WHAT TO PRODUCE: Write out the listing again from the line containing "If you could mark the blue robe" through the end, replacing "golf cart" with "utility cart" and keeping everything else the same.

--- Start INFORMATION SHOWN ---

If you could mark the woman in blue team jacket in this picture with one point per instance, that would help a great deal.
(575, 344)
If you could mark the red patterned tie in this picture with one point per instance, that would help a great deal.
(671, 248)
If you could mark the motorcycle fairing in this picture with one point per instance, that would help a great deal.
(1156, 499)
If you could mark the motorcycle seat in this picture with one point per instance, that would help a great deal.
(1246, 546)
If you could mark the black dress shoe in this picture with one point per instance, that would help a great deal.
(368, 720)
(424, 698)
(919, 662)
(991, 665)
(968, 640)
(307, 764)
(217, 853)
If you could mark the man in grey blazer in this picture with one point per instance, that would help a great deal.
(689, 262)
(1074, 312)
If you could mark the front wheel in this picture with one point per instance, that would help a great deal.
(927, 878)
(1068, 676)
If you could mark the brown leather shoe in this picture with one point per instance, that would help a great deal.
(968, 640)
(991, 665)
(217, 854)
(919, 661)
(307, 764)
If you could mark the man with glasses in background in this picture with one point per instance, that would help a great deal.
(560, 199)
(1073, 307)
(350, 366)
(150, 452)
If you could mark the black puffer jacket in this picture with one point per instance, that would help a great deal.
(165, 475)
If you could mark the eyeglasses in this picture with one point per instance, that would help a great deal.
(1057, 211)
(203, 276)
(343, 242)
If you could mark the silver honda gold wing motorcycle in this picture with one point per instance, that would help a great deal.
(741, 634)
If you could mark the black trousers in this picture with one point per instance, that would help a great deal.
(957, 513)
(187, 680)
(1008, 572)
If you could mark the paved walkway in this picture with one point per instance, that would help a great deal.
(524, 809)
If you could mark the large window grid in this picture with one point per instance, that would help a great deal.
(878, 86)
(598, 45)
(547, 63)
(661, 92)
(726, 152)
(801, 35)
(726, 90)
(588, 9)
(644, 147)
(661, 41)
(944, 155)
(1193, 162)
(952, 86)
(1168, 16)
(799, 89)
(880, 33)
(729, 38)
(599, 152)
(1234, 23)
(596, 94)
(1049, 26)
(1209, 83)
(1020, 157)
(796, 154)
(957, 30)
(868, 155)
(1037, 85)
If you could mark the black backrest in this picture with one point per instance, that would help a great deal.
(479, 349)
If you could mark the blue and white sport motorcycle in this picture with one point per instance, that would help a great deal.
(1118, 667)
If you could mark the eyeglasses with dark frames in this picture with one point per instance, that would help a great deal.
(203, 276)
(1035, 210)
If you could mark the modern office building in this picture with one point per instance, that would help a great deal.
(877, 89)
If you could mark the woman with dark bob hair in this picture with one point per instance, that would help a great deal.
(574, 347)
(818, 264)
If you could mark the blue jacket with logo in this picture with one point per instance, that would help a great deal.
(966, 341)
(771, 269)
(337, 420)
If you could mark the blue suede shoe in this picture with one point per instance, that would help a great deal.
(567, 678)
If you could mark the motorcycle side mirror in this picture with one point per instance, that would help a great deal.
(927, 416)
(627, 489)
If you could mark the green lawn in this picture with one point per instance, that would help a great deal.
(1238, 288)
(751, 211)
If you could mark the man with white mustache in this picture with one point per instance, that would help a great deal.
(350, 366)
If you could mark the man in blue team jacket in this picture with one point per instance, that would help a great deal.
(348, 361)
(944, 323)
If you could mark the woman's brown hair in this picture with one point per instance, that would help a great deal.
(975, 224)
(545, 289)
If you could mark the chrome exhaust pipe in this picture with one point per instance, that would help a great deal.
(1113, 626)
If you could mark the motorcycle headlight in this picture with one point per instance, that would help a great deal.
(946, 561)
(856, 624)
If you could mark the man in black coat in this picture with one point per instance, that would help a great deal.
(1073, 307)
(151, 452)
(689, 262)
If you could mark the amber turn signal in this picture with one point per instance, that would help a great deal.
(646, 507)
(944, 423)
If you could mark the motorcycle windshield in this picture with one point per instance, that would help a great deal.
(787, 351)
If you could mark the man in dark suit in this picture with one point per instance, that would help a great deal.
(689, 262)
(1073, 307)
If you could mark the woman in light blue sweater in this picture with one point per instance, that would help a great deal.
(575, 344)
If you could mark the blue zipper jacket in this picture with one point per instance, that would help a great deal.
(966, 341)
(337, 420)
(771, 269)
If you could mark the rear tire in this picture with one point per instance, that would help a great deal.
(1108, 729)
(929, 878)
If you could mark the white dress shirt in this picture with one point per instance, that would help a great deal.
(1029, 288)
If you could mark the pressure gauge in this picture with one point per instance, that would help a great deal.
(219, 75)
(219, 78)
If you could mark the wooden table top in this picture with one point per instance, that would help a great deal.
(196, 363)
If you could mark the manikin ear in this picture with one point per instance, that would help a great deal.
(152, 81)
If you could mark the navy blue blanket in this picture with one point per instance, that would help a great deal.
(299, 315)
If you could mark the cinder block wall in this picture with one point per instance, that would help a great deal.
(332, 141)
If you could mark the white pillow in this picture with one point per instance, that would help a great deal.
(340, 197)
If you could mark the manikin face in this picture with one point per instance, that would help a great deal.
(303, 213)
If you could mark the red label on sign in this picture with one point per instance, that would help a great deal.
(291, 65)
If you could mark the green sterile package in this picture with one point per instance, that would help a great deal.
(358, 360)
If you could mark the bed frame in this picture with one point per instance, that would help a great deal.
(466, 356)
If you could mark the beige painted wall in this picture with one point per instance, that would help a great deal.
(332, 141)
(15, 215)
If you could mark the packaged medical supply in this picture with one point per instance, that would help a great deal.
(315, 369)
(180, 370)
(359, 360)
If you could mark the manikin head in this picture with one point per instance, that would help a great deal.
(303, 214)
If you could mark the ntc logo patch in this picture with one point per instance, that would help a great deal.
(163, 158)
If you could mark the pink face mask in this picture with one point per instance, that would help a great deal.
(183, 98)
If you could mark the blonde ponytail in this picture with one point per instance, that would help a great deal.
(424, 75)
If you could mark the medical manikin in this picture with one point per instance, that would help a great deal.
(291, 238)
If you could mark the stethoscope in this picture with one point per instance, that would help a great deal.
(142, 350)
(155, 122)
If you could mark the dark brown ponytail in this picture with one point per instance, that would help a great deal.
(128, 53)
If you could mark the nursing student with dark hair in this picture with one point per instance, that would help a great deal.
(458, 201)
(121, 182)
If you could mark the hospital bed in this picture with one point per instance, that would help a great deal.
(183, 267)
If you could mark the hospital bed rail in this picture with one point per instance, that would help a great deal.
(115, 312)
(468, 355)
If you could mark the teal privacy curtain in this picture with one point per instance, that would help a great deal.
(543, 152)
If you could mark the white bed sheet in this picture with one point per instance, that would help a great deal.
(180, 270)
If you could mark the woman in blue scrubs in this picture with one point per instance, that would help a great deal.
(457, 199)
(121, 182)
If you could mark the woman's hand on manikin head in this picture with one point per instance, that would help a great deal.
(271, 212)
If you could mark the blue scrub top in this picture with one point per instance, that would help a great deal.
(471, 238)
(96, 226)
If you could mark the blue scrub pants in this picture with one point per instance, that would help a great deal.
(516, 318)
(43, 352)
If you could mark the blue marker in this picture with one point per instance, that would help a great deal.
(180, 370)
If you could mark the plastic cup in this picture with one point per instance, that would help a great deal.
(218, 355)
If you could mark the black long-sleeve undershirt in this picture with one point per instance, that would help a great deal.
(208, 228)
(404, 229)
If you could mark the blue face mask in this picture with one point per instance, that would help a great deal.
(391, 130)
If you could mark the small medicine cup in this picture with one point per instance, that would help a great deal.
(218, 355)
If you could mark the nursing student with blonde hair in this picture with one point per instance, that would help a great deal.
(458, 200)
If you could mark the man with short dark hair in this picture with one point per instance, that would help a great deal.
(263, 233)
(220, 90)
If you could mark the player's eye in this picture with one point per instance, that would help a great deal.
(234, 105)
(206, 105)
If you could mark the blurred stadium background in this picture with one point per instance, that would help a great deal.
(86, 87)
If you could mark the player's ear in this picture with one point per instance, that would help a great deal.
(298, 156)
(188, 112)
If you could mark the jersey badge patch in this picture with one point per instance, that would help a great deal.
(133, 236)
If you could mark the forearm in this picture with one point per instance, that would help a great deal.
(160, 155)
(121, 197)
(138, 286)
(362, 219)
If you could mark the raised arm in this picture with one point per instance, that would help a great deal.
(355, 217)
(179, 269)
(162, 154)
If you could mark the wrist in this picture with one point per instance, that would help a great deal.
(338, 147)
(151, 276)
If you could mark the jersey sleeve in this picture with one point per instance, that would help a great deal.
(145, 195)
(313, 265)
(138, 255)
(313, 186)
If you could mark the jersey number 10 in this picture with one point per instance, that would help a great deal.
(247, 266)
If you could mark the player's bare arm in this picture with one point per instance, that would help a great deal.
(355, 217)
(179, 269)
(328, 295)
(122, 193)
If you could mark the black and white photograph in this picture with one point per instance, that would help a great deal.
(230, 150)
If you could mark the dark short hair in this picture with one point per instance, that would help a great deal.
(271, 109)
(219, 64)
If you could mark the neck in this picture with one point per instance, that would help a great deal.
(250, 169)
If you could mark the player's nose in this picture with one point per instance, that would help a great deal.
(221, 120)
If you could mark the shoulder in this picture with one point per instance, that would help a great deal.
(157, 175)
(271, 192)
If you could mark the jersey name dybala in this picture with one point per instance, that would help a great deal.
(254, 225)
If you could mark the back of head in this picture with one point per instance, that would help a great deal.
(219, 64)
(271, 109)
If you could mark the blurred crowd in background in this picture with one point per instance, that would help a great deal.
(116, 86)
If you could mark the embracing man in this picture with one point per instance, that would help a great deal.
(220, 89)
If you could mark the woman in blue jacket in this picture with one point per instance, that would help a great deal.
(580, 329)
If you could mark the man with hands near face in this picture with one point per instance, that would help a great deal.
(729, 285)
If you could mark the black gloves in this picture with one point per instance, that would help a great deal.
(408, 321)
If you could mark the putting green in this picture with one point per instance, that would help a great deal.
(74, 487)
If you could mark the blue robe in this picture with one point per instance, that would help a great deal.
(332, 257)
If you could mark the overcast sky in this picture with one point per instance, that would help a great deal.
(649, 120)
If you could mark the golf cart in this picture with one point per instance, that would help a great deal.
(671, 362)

--- End INFORMATION SHOWN ---

TASK RESULT:
If you could mark the blue robe in this picture with one point per instance, that would help a great deal.
(332, 257)
If you could mark the overcast sky in this picture with one point per instance, that would help a great deal.
(649, 120)
If you could mark the utility cart in this picture with one point per instance, that would help a great deal.
(671, 362)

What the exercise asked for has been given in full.